Copy the data below line for line, keeping every character unchanged.

* _Data to process_:
— Start —

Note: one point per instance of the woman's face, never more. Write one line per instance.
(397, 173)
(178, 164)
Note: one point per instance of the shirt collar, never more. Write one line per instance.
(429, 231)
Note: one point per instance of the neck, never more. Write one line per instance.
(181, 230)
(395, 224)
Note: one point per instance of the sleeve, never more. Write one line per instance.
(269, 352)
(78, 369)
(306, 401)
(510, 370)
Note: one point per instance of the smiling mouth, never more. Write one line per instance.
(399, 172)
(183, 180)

— End —

* _The response_:
Note: one point per instance of the woman's face, never more. Write one line per instance.
(397, 173)
(178, 164)
Note: one point per instance of the shirt collar, never more. Write one line per instance.
(429, 231)
Note: one point per instance of the neck, never more. Write one line per instance.
(181, 230)
(395, 224)
Note: one point per instance of the sleeve, never more. Write one line per instance.
(269, 352)
(78, 369)
(306, 401)
(510, 370)
Note: one point per instance of the smiling mouth, never more. Write one line per instance.
(399, 172)
(183, 180)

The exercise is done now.